Goal of the exercise: Please answer from the spinal cord injury passage below: what grade is used to assess the severity of acute traumatic spinal cord injury?

Study text:
=== Begin Enclosure ===

In recent years, acute traumatic spinal cord injury (TSCI) has become a major global health concern, and TSCI is now considered the second leading cause after traumatic brain injury in terms of morbidity and disability [1]. Such injuries not only result in health loss and disability for individuals and their families, but also place a heavy burden on the healthcare system and the economy due to lost productivity and high medical costs [2, 3]. A global study has shown that incidence of traumatic spinal cord injuries is increasing every year, with more than 27 million people worldwide now expected to be affected by spinal cord injuries, mainly due to falls and road injuries [4]. The American Spinal Injury Association Impairment Scale (AIS) grade is used to assess the severity of TSCI and is the most common prognostic determinant of TSCI [5, 6]. However, despite an AIS classification of severe, some cases have a good prognosis. Therefore, when formulating treatment policies, it is necessary to use clinical biomarkers to predict prognosis. Our previous study showed that circulating inflammatory biomarkers (e.g., white blood cell (WBC) count and neutrophil/lymphocyte ratio) are associated with injury severity and can predict the prognosis of TSCI [7]. According to reports, inflammation biomarkers in cerebrospinal fluid (CSF) and blood (e.g., interleukin (IL)-6, IL-8, and monocyte chemotactic protein (MCP)-1), as well as structural protein biomarkers (e.g., tau, S100B, and glial fibrillary acidic protein), are useful prognostic factors; however, their detection is time-consuming and costly [8].

=== End Enclosure ===

[Natural-language object grounding data]

=== Begin Enclosure ===

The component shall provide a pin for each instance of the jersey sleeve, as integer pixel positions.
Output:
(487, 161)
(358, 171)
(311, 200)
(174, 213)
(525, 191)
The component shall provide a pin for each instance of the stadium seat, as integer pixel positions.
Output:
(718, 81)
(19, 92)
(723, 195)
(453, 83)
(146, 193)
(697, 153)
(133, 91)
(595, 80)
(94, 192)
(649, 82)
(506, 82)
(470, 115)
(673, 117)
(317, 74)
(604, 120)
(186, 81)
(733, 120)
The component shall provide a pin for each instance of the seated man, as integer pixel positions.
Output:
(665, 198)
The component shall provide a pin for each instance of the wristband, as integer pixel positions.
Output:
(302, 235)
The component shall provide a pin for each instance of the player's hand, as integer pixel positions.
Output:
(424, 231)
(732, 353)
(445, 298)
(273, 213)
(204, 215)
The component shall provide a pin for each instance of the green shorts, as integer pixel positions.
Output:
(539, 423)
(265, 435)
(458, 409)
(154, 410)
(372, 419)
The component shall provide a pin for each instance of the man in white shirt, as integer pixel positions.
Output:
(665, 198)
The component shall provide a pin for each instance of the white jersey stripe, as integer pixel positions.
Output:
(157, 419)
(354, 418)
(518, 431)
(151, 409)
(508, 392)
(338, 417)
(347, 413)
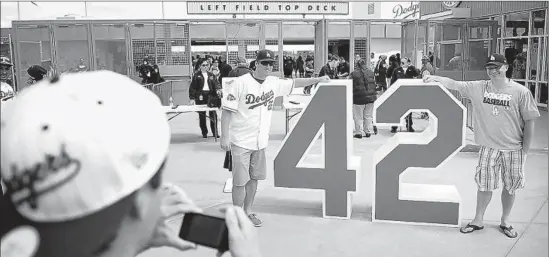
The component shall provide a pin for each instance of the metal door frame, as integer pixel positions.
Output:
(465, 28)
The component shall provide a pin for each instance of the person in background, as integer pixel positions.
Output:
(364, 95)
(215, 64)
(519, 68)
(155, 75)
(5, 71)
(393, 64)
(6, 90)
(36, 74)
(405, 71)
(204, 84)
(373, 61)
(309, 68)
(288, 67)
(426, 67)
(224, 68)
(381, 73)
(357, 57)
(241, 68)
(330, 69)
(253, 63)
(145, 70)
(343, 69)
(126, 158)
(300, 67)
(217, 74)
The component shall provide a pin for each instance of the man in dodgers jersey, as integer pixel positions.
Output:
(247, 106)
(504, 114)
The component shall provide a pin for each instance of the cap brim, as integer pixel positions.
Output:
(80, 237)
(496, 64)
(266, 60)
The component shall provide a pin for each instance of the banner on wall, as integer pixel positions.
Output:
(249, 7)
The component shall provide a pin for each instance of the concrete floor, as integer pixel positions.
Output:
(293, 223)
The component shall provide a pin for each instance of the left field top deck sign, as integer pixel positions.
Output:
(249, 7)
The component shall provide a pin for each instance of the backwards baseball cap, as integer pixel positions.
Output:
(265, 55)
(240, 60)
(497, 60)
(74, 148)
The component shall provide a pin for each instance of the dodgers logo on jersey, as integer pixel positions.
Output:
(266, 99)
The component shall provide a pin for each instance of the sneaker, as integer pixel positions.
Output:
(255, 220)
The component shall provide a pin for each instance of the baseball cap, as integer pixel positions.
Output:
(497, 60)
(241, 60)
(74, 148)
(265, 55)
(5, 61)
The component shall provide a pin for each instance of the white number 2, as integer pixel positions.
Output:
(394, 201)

=== End Enclosure ===

Written reply: The American Spinal Injury Association Impairment Scale (AIS) grade.